> _Task item_
Would you give the number of lines in the entries that contain the word "reflection"? Nothing else is needed.

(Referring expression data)
——

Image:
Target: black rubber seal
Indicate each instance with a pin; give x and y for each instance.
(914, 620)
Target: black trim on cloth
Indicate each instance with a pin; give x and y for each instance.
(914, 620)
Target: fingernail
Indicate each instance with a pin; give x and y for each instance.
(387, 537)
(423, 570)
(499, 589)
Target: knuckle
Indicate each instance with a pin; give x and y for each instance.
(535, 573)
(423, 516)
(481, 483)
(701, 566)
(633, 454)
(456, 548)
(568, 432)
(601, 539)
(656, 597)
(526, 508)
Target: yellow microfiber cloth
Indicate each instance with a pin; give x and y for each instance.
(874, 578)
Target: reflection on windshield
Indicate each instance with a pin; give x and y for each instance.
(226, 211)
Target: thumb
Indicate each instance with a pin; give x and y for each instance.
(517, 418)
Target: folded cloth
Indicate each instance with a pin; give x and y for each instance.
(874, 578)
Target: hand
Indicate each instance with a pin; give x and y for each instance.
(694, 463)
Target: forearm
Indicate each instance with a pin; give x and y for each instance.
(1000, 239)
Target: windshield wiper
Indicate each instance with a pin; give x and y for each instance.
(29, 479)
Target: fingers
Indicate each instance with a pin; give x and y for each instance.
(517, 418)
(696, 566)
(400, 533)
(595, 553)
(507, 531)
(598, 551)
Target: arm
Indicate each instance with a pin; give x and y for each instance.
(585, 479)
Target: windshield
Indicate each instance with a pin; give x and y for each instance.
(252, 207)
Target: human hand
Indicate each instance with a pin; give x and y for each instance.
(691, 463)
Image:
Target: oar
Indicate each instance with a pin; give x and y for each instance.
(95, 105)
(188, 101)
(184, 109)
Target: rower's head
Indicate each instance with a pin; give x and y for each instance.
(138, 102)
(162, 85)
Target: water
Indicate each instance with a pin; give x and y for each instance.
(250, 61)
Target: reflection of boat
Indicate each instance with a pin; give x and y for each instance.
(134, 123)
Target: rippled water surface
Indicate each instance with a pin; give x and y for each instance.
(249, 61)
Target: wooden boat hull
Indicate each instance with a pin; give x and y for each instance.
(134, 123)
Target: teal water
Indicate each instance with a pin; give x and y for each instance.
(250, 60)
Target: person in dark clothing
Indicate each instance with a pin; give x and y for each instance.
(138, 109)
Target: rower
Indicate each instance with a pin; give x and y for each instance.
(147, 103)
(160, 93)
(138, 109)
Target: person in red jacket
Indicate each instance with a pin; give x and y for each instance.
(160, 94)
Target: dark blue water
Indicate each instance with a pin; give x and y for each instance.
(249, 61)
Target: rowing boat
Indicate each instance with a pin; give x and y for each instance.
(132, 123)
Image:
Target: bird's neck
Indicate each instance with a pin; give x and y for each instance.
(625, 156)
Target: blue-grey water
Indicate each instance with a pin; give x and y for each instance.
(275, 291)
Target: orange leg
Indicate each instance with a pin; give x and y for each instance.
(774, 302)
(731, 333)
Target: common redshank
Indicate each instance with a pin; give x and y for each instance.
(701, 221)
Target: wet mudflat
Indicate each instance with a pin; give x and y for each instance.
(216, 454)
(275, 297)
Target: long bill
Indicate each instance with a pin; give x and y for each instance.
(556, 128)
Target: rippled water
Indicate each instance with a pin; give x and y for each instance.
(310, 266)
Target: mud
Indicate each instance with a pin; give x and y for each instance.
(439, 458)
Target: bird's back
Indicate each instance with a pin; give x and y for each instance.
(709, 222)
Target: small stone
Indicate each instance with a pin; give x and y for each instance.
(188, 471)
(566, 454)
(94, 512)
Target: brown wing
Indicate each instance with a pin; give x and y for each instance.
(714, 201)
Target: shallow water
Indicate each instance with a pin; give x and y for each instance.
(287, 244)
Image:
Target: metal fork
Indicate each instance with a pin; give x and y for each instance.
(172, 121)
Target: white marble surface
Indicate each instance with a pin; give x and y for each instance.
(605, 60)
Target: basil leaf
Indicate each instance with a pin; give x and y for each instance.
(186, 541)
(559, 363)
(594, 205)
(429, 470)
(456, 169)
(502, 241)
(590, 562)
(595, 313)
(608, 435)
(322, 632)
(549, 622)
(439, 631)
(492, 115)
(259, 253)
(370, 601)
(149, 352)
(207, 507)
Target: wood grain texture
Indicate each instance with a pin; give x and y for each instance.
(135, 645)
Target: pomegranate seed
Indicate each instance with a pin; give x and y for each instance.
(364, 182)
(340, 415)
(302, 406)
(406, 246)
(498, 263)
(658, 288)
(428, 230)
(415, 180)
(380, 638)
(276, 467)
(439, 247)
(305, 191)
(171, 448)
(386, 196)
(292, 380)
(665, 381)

——

> _Answer to the problem_
2